Set problem:
Pick up the Usagi comic recap after its last sentence and carry on with the next part in the same voice.

Passage:
+ + +

Also, check out this war scene:

It would probably pop much better in color, but even in black and white the detail!

Usagi was his pug dog daimyo's personal bodyguard. Due to their dishonourable betrayal by one General Toda, Daimyo Doggo is forced to bring his remaining troops in a desperate offensive trying to break the enemy's main line before they get encircled. Unfortunately, that's what the enemy was expecting, and they had too many archers massed and waiting for this advance for Usagi to do much about. Daimyo Doggo was wounded by arrows and fell from his horse. All Usagi could do for him was assisted suicide (a more dignified death than being killed in battle), and taking his head and fleeing with it so it could not be defiled by the enemy. I suppose if the enemy has proven themselves dishonourable enough to willingly court traitors and bribe turncoats, it stands to reason that they might do some fucked up public displays with the remains of opposing noblemen if allowed to recover them.

Anyway, due to his failure to protect his liege's life, Usagi has not considered himself worthy to sign up with a new one. He's been a wandering ronin ever since. It was just chance that happens to have brought him traveling back so close to the site of his disgrace this lonely winter evening.

Then he turns the conversation to the cat lady who is definitely not an oni. And how she's been surviving living alone in these mountains when everyone knows there's a marauding oni prowling them. He also implies that he's here on an oni hunt himself.

Look at these expressions though:

Yeah, he totally knows what's up.

On account of knowing what's up, Usagi only pretends to fall asleep after going to bed. Not long afterward, a hulking figure comes tromping toward the bedroom from...outside?

Huh. Does she need to go outside to transform or something? Wait, no, it just tore its way in through the window. Weird. Is she actually NOT the monster?

Well, the goblin (a rhinoceros-like creature rather than a catlike one, surprisingly enough) stomps up to the bed and rips into the figure on it with its claws, but Usagi had been expecting that. He did the Sam And Frodo trick and made a decoy using pillows and a bundle of firewood and then hid behind the door.

Fight happens. This is definitely the weakest part of the comic, visually. Partly because fighting a big, bulky creature in a dark, enclosed space is just kind of a challenge to tackle in this medium. Partly because the artist seems to be averse to showing blood or gore, which makes it really hard to tell when Usagi's katana is hitting or missing. There's only one panel relatively early in the duel where we see blood, and even there its hard to tell where and how badly the goblin got hit.

There are a few panels after this one where it seems like the goblin was supposed to take another hit, but it's not nearly as apparent. It gets a little easier to follow the action once the fight moves out of the cottage and into the light-colored snow, but the blood-aversion is still a problem. To the point where I thought that Usagi had just tripped the monster and knocked it over at the end, when really he's supposed to have stabbed it to death.

Also, the twist turns out to not be quite the one I was expecting.

I guess the name of the battle was a hint, but not as direct a one as I thought. The old woman is connected to the ogre, but they aren't the same.

Upon finding that its too late, her husband is dead, the old cat lady tells Usagi the truth. Her husband did indeed fight at the battle of Adachigahara, but he wasn't killed there. Indeed, he was the very same General Toda who was bribed into betraying Usagi's lord. It turns out that that was a very poor decision; the victorious daimyo, a real bastard by the name of Lord Hikiji, didn't want vassals who he knew to be bribeable. He also needed scapegoats to draw attention away from his own dishonourable behaviour. So, Toda was stripped of his property, brutally beaten and tortured, and then cast out with a broken body, a ruined reputation, and his wife.

+ + +

Pointing records for named objects:

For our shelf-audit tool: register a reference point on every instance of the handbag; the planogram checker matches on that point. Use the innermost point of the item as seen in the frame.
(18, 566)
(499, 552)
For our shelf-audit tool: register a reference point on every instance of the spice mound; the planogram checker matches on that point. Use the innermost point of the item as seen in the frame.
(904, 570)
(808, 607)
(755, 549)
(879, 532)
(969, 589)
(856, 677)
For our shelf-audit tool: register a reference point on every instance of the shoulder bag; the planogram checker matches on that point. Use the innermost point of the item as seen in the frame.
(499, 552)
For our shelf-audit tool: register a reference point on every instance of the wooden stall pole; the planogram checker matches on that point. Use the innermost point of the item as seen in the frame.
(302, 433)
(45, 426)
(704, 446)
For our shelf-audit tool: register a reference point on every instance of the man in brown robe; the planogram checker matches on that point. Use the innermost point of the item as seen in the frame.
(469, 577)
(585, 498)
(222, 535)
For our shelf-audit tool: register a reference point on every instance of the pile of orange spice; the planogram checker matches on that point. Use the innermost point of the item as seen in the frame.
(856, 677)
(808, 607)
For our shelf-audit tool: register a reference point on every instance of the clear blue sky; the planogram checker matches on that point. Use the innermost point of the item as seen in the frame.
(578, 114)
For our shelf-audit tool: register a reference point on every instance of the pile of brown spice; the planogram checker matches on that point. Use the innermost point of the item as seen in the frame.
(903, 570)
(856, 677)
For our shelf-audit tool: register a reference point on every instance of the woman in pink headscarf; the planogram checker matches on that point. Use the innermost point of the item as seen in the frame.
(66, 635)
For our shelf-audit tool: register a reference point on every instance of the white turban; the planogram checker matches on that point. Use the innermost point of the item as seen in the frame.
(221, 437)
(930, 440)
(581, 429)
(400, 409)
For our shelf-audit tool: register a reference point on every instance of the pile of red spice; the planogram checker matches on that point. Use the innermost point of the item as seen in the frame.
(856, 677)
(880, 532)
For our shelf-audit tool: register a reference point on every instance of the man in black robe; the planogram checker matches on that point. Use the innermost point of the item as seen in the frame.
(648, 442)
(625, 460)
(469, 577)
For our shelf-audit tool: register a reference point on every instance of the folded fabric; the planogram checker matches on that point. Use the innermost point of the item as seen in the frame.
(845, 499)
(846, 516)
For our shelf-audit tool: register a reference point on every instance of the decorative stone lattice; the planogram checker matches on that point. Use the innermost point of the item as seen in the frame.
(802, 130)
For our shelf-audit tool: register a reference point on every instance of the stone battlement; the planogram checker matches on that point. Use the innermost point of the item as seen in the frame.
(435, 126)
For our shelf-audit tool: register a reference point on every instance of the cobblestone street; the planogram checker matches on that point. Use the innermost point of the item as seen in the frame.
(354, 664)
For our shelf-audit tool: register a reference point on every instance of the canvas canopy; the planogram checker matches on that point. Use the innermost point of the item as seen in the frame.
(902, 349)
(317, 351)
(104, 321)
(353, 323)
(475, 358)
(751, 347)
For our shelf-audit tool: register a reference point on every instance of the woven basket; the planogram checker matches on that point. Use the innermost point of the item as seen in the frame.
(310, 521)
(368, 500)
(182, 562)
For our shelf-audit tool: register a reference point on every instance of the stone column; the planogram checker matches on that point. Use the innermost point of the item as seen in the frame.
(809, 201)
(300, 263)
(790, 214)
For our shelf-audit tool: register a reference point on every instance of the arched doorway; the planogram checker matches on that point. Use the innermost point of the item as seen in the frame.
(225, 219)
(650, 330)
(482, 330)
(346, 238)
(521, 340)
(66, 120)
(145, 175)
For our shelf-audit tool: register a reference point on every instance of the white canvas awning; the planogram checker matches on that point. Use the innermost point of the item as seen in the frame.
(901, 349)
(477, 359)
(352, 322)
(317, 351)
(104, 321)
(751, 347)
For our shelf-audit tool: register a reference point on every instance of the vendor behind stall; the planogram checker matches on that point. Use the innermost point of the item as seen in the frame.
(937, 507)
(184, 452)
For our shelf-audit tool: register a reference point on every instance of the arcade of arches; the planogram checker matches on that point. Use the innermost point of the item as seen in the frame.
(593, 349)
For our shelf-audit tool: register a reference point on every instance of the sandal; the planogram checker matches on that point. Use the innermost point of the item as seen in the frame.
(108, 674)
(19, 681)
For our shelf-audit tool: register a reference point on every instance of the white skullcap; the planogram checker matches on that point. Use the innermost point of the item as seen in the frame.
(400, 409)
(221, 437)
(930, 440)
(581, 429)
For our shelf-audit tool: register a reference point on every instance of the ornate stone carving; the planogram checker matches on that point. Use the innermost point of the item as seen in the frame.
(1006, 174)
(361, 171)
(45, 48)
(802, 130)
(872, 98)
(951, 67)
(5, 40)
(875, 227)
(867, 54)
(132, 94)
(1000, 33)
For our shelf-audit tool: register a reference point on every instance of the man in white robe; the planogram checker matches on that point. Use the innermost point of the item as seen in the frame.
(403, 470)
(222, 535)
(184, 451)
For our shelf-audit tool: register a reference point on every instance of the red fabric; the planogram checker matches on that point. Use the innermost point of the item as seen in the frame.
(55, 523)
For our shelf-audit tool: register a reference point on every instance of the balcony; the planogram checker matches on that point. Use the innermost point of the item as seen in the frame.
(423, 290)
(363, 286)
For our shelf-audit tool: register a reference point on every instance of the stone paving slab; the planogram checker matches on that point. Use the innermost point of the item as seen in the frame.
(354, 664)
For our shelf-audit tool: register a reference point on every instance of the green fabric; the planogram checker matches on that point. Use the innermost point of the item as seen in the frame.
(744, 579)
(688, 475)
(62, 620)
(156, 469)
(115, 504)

+ + +

Exercise response:
The two of them managed to make a new peasant-class life for themselves, and Toda's body mostly recovered in time, but his mind never did. As they grew older, he spent more and more time wandering alone in the mountains or revisiting the site of the battle he sold his soul in, as if trying to decide if he should sepukku or not. Then, he started looking less and less human (or well...less and less rhino. You know what I mean). Then the attacks on travellers started. She continued to stand by her husband, even though he only ever briefly came back to the house anymore, and even though she knew that some combination of his shame and despair, too much time out in the mountains with only the spirits for company, and karmic magic had turned him into a monster.

So, Usagi has made a major stride toward avenging his master, even if the real villain is still out there. Cat granny apologizes, and prepares to be killed for her complicity and deceit.

Usagi seems to think they've both suffered enough already. Plus, given the woman's obligations to her husband, I'm not sure if she's really done anything wrong according to Usagi's moral code. Since he's not a hypocrite about his beliefs (unlike most samurai in both history and fiction), there's nothing for him to do here.

Still, he'll be spending the rest of the night alone in the cold. The alternative would be more than a little awkward at this point.


This was the first ever Usagi Yojimbo story, and its also one of the shortest ones. Really, this is just a proof of concept, so I probably shouldn't be expecting too much from it. As a proof of concept, I'd say this was pretty decent. Mostly on the merits of its visuals (the duel notwithstanding), but also in the way that it really captures the "feel" of the samurai mythology that inspired it.

The flaws are obvious enough that I don't think they need much explanation from me. The fight was hard to follow, the mystery's solution and the emotional core of the story were both just clumsily infodumped at the end, and Usagi didn't get to show much personality beyond his archetype.

On the other hand, the narrative did have some pretty nice details to counterbalance these issues. The nuances of all these characters operating within an assumed moral system, and how they succeed and fail to live up to it (and, additionally, are supported or failed by it) came across really strongly. While the infodump at the end hurt this self-contained story, it also provided some good setup for future adventures. This Lord Hikiji character whose cruelty turns men into monsters just as a side effect of his real ambitions and whose demagoguery has let him abuse the system without suffering for it whatsoever has gotten the reader invested in his downfall without ever appearing onscreen, and given Usagi's history the two are bound to fight again someday.


So, that was our intro to the character and world of Miyamoto Usagi. The next episode is much longer, so hopefully it'll give our bodyguard bunny room to show more facets of his personality.

2. Lone Rabbit and Child

This arc starts out with a pitched battle in a rice field. A well dressed bear (I think he's a bear? Could be a tanuki, or maybe a chipmunk or something. I'll just call him a bear for now) child is cowering in the middle of the chaos. Meanwhile, across the field, some peasants are farming away, singing about how miserable being a peasant in feudal Japan is.

Finally, bear child and a surviving cat swordswoman (it looks like none of the other members of their party survived the battle) arrive at a seemingly empty shack they can shelter in. They enter it, and find Usagi meditating. Swordcat's immediate impulse is to charge and try to cut him in half, but fortunately he's considerably better at this than she is.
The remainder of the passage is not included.